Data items
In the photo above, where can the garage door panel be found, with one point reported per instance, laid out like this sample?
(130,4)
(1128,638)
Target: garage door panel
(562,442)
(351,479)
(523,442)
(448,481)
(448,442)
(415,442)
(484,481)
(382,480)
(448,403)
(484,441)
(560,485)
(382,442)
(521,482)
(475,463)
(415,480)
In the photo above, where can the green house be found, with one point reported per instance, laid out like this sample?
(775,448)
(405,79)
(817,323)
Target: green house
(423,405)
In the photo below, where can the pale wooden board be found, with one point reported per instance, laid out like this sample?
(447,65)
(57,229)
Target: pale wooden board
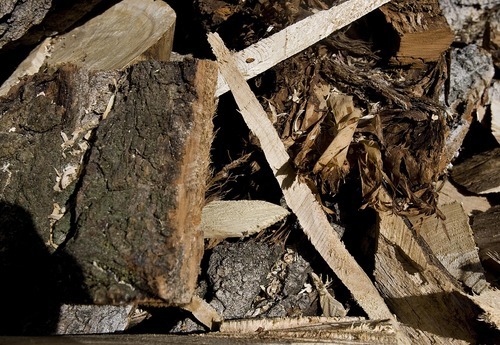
(119,36)
(452,242)
(297,194)
(351,330)
(239,218)
(268,52)
(128,32)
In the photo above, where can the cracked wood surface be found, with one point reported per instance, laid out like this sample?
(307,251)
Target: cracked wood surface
(297,194)
(270,51)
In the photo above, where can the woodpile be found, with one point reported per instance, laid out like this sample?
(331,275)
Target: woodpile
(305,171)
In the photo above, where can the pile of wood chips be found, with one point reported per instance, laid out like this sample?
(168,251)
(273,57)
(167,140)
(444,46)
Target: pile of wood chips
(374,125)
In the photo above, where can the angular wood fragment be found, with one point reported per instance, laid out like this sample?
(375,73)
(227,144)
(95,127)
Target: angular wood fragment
(351,330)
(448,193)
(486,227)
(425,298)
(105,42)
(494,93)
(239,218)
(115,202)
(203,312)
(489,301)
(452,242)
(479,174)
(268,52)
(424,34)
(94,319)
(297,194)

BRIEF :: Retype the whole of the data verbatim. Skip every picture.

EXPECTED OUTPUT ::
In the photo above, where can the garage door panel be found, with one point reported per instance, laid out like this sample?
(130,4)
(1128,638)
Target: garage door panel
(562,442)
(351,479)
(523,442)
(448,481)
(448,442)
(415,442)
(484,481)
(382,480)
(448,403)
(484,441)
(560,485)
(382,442)
(521,482)
(475,463)
(415,480)
In the photo above, where can the green house be found, with one point reported per instance, laid out like this sample?
(775,448)
(405,79)
(817,323)
Target: green house
(423,405)
In the photo below, where can the pale wooden board be found, with one point reported per instance, laid out like this sample?
(447,65)
(57,229)
Target: pale wooden board
(119,36)
(452,242)
(297,194)
(351,330)
(239,218)
(268,52)
(128,32)
In the photo above, where can the cracked wood surface be found, with one point reported per instance, laid out like this sample?
(307,251)
Target: cracked wood surface
(297,194)
(270,51)
In the photo above, where can the woodpile be found, with one point reported per instance, laid out like this sample?
(331,275)
Target: woodpile
(305,171)
In the photo above, where can the pile of wood chips be found, with one point reported per instance, laid out like this sample?
(168,251)
(273,57)
(167,140)
(444,46)
Target: pile of wood chips
(374,125)
In the photo above, where can the angular wood fragment be found, with one point reported per instance, laid out like this sample?
(375,73)
(227,144)
(95,127)
Target: angular wood fragment
(351,330)
(448,193)
(486,227)
(425,298)
(105,42)
(494,93)
(239,218)
(115,202)
(203,312)
(489,301)
(452,242)
(479,174)
(268,52)
(424,34)
(94,319)
(297,194)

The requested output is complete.